_What you will do_:
Answer these questions from the discussion about sex on birth certificates and passports.
(a) Who wants birth certificates not to indicate whether a person is male or female?
(b) Which two policies do many governments point to in defending legal gender?
(c) Which three states are named as having legal hurdles for transgender people?

_Selected text_:
Re birth certificates. It is a record of birth, period. Passports are for travel identification, not political statements.
The mother of a transgender child wants birth certificates not to indicate if a person is male or female. Apparently a lawyer in Vancouver wants to change the passport system too. http://ca.news.yahoo.com/mom-transge...122859586.html
Do you agree with their viewpoints? Is it time to change the system of identifying your sex on documents?
I don't think that birth certificates and passports should avoid stating one's sex/gender. Rather, I think that individuals should have the option of changing this information on their birth certificates and on their passports if they live as their preferred gender for a specific amount of time (there shouldn't be a demand to get SRS in order for this to be done). As a side note, I wouldn't mind having a genderless option (and/or something similar) for birth certificates and for passports as well if a certain individual does not identify with a specific gender or if this individual identifies with both genders (for instance, if this individual is gender-fluid).
I don't think that birth certificates and passports should avoid stating one's sex/gender. Rather, I think that individuals should have the option of changing this information on their birth certificates and on their passports if they live as their preferred gender for a specific amount of time (there shouldn't be a demand to get SRS in order for this to be done). As a side note, I wouldn't mind having a genderless option (and/or something similar) for birth certificates and for passports as well if a certain individual does not identify with a specific gender or if this individual identifies with both genders (for instance, if this individual is gender-fluid).
Wow, you 're very tolerant and progressive for stating that you believe there could also be a third "genderless" option, few people really agree to such a viewpoint, let alone abolish legal gender on documents and I am personally also not so sure to support the latter, but I am simply uncertain about possible harmful effects on women as the still mostly much more disadvantaged "gender". I do not know about the effect on sex quotas or women shelters, when such a step is being taken, but perhaps the legal gender stated on a document is irrelevant in relation to the needs and necessities for humans, mostly women whose societal discrimination can be compensated by programs, constituted exclusively for a specific group of people.
Many governments defend the legal gender-issue by the fact that they have male only-conscription for their military or ban civil marriages for same-sex couples, things where the designation becomes important. Since I don not support any sex-specific policies on these issues, a legal gender-designation based on that should also not occur.
I believe a third legal sex/gender-option should be available for children born with intersex conditions to meet the address the reasonable needs of those people. Additionally, the third gender can help gender-non conforming people by overcoming the legal foundation for a person's gender dysphoria.
Birth certificates actually have to be changed for full transition-transsexuals because not (only) the passport but also the birth certificate is often required for legal hurdles, where the legal gender is relevant, for example civil marriage licenses. So when a person has changed her or his gender, the birth certificate becomes improper in proving someone's gender, there are two solutions: Let the birth certificate become irrelevant for all bureaucratic legal identifications of people, especially in regard to gender and let only updatable documents prevail. If it does not happen, then the birth certificate has to be changable, otherwise you will encounter giant legal and unnecessary discrimination against a small group of people and I as well as most other people thinking coharently for their own blessing as how a society can be fair in regard to all individuals with rules applicable by and to all, would not support such legal hurdles for transgender people as there are in Idaho, Ohio and Tennessee, as far as I know.
Of course, remove gender! Just another way to identify someone without probable cause!

_Data for review_:
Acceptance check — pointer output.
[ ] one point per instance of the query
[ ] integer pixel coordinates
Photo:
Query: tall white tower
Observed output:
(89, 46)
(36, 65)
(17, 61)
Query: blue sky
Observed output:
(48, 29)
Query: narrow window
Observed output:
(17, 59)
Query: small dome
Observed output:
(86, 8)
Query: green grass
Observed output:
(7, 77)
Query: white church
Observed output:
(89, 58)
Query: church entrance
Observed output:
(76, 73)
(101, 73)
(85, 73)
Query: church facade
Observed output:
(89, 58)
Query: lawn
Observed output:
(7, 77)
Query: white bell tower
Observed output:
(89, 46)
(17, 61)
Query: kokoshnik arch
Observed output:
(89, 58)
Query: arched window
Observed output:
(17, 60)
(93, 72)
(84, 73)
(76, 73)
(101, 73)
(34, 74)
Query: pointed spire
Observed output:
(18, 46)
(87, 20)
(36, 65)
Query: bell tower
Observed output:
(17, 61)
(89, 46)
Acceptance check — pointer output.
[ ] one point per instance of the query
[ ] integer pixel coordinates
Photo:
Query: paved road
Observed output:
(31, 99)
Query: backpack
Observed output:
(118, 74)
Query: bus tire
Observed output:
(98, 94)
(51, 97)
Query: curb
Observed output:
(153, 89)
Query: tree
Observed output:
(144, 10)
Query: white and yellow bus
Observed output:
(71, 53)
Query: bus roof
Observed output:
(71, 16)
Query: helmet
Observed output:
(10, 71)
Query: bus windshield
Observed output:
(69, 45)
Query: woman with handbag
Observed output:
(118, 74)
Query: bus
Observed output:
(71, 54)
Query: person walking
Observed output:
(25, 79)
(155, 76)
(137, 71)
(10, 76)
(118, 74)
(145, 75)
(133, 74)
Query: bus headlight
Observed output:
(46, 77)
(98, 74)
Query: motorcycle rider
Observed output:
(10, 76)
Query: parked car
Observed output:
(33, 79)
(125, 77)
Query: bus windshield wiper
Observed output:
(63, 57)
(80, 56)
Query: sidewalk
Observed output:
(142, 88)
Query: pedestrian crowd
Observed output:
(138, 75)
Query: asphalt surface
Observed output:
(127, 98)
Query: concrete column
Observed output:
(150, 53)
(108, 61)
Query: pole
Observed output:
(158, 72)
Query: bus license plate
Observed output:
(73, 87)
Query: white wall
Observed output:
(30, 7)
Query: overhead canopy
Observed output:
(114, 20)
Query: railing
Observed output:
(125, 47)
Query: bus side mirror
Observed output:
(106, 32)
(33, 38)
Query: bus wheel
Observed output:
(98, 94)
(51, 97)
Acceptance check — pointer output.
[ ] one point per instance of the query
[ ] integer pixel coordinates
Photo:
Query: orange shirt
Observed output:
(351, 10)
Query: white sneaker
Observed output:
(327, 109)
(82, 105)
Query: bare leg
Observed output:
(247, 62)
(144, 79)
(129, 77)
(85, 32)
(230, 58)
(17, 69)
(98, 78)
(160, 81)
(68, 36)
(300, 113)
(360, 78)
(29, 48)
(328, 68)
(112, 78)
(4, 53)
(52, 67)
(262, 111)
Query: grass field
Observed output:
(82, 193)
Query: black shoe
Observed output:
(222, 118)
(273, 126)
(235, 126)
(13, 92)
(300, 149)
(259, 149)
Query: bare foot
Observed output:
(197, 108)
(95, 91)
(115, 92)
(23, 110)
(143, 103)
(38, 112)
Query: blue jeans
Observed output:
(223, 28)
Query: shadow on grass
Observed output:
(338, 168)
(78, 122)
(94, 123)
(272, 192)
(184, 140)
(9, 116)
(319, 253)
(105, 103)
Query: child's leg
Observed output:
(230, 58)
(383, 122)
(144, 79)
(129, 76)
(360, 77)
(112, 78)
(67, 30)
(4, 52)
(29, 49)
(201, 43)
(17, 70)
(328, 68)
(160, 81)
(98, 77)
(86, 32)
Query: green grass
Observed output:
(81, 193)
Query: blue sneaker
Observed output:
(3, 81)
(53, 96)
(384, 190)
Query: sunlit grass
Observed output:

_Finished task_:
(a) The mother of a transgender child.
(b) Male-only conscription for the military and bans on civil marriage for same-sex couples.
(c) Idaho, Ohio and Tennessee.